**EXTRACTED TEXT:**

"""

What hurts so bad (for me), is that the point he decided was the point of no return, I had fallen for him hard and I knew he felt (as far as he could) the same due to his way around me, actions etc.
This seems to be a very common coping strategy that you see often repeated if you read up on others experiences from break ups with pwBPD. It was actually somewhat the same with my ex BPD guy. From my experience I think it is the way they have taught themselves to shut down when the emotional overflow meeter is starting to become alarmingly high... . They fear panic and overload of feelings because they don't have any sound ways to self soothe or bring themselves back to balance, so emotional overload easily becomes panic for many of the people with this disorder... . And shutting down becomes then a dysfunctional, but still functional coping mechanism... .
It is not about you, but all about him and how he handles or cannot handle intimacy and or stability... . Because those things seem to be triggers for him. Triggers for emotional overload... .
It's like your head knows all of this and it's trying to kick your heart into gear!
This is a good thing! See unlike people with BPD we are not completely run by our feelings but by our heads too! So it is your head trying to balance up for your tormenting feelings... . So let your head speak, and listen to it as much as you can... . it is trying to help you!

"""

**Saved entries:**
"""

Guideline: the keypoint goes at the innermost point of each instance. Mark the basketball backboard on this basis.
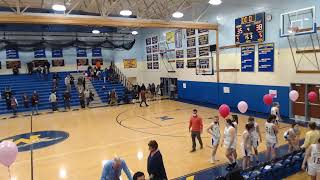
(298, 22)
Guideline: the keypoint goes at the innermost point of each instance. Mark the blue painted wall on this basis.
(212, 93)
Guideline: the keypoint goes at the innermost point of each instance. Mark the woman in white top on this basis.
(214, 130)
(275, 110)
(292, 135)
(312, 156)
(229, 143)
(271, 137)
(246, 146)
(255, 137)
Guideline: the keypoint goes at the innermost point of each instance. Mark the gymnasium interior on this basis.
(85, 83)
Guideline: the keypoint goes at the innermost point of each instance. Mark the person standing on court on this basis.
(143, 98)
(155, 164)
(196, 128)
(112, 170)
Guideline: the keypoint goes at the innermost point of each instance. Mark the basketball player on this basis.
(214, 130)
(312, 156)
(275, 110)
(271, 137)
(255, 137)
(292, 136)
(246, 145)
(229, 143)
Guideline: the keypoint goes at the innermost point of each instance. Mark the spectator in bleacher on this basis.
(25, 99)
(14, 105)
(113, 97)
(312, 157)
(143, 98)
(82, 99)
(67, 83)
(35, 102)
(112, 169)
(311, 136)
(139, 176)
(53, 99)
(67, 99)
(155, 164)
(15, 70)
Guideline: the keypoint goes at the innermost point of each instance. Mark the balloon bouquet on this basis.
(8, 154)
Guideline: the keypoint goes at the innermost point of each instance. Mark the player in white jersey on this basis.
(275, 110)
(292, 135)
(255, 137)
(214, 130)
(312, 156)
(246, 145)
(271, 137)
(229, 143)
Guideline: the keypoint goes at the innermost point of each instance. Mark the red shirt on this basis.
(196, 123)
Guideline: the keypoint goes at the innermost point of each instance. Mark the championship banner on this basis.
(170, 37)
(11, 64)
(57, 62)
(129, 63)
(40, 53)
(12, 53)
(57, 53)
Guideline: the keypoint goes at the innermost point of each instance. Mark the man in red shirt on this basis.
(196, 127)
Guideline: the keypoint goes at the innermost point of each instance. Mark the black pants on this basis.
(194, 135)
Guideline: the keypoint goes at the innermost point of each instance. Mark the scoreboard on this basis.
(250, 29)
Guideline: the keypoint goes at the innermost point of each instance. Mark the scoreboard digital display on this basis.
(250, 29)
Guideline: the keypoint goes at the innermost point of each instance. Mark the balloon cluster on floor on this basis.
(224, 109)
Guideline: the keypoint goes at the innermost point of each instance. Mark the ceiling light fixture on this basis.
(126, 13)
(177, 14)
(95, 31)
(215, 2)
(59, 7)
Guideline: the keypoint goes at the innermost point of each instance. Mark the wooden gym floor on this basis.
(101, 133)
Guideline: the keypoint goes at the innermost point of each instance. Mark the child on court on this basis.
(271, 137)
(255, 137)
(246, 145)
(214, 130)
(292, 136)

"""
"""

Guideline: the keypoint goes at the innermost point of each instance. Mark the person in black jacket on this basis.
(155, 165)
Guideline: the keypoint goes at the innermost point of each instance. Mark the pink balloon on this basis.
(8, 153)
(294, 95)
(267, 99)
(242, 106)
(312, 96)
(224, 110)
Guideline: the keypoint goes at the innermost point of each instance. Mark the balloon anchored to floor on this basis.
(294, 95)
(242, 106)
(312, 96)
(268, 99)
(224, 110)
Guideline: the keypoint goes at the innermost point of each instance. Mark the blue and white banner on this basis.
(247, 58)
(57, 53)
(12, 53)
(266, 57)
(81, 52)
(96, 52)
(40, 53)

"""

**EXERCISE TASKS:**
#1 According to the post about breaking up with a partner who has BPD, why do people with the disorder fear an overload of feelings?
#2 From the post about breaking up with a partner who has BPD, quote the passage that begins with the words containing "This seems to" and ends with "emotional overload... .".
#3 Extend the post about breaking up with a partner who has BPD, starting after its final sentence.
This data comes from a source unrelated to the text.

**ANSWERS:**
#1 They don't have any sound ways to self-soothe or bring themselves back to balance.

#2
This seems to be a very common coping strategy that you see often repeated if you read up on others experiences from break ups with pwBPD. It was actually somewhat the same with my ex BPD guy. From my experience I think it is the way they have taught themselves to shut down when the emotional overflow meeter is starting to become alarmingly high... . They fear panic and overload of feelings because they don't have any sound ways to self soothe or bring themselves back to balance, so emotional overload easily becomes panic for many of the people with this disorder... . And shutting down becomes then a dysfunctional, but still functional coping mechanism... .
It is not about you, but all about him and how he handles or cannot handle intimacy and or stability... . Because those things seem to be triggers for him. Triggers for emotional overload... .

#3
I remember after we broke up, we analysed stuff together a little (as I'd said to him I felt like none of it was real and he led me on) and he said that at times he felt I was holding back and being a bit awkward around him. Now I know I was because I didn't feel secure enough not to be rejected in giving affection first etc.
Look! You were already beginning to walk on eggshells around him... . Now is that being comfortably in love? You didn't feel secure, because you were not secure. It is hard to be so around a person who has an unstable sense of self and a constantly changing mind! All of the passion put aside... . This was a glimpse of what a life with him would become... . It is important in the aftermaths of these relationships that we take a bit of time to reflect on those signals and learn from them, so that we in future times can detect the warning signs of ourselves beginning to change or diminish ourselves and our needs in the presence of a partner. I think it is very good that you are able to see these things already now, when you heart still is attached to the loss! Good on you!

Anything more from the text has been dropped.